EXCERPT PROVIDED:
The gold price rose on Friday (September 22) after taking a fall earlier this week.
Safe-haven demand caused by heightened tensions between the US and North Korea pushed the yellow metal up to $1,294.49 per ounce as of 12:00 p.m. EST Friday morning. It hit a four-week low of $1,287.61 during the previous session.
After US President Donald Trump vowed to destroy North Korea if provoked, the country said it might test a hydrogen bomb over the Pacific Ocean. North Korean leader Kim Jong Un called Trump “mentally deranged” and promised to make him pay for his threats.
“Gold took quite a beating after the U.S. Federal Reserve meeting but now the market got the news about North Korea and now investors are moving back in gold,” Danske Bank (CPH:DANSKE) analyst Jens Pedersen told Reuters.
The Fed wrapped up a two-day meeting on Wednesday (September 20). The central bank did not raise interest rates, but indicated that it plans to do so one more time in 2017 and three times in 2018.
The gold price retreated under the $1,300 mark on the back of the news, and many market watchers anticipate continued pressure for the precious metal in the coming months. When interest rates are higher, the investment appeal of non-yielding assets like gold tends to decrease.

TASK INSTRUCTIONS:
**A.** Based on the gold price article, why do many market watchers expect continued pressure on gold in the coming months? Answer in one to three sentences.
**B.** Switch "yellow metal" to "precious metal" in the gold price article, and write out the passage starting with "The gold price rose" and going on through "for his threats.".
Draw only on the gold price article.

DATASET RECORDS:

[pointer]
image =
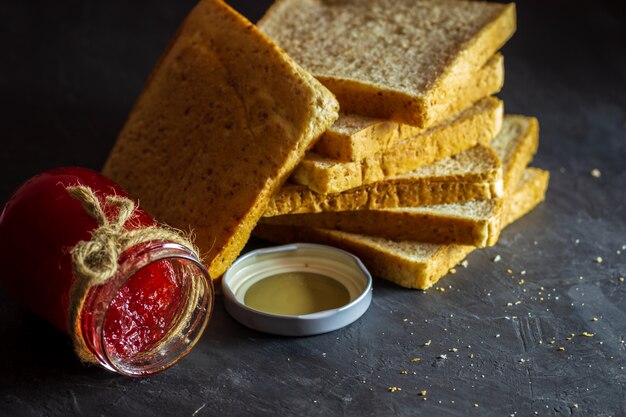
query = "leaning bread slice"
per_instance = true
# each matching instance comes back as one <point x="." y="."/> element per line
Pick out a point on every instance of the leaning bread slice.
<point x="391" y="59"/>
<point x="224" y="118"/>
<point x="411" y="264"/>
<point x="478" y="124"/>
<point x="473" y="174"/>
<point x="354" y="137"/>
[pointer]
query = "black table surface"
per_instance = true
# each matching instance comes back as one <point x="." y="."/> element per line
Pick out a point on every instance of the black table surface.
<point x="69" y="74"/>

COMPLETE ANSWERS:
**A.** The Fed indicated it plans to raise interest rates one more time in 2017 and three times in 2018. When interest rates are higher, non-yielding assets like gold tend to lose investment appeal.

**B.**
The gold price rose on Friday (September 22) after taking a fall earlier this week.
Safe-haven demand caused by heightened tensions between the US and North Korea pushed the precious metal up to $1,294.49 per ounce as of 12:00 p.m. EST Friday morning. It hit a four-week low of $1,287.61 during the previous session.
After US President Donald Trump vowed to destroy North Korea if provoked, the country said it might test a hydrogen bomb over the Pacific Ocean. North Korean leader Kim Jong Un called Trump “mentally deranged” and promised to make him pay for his threats.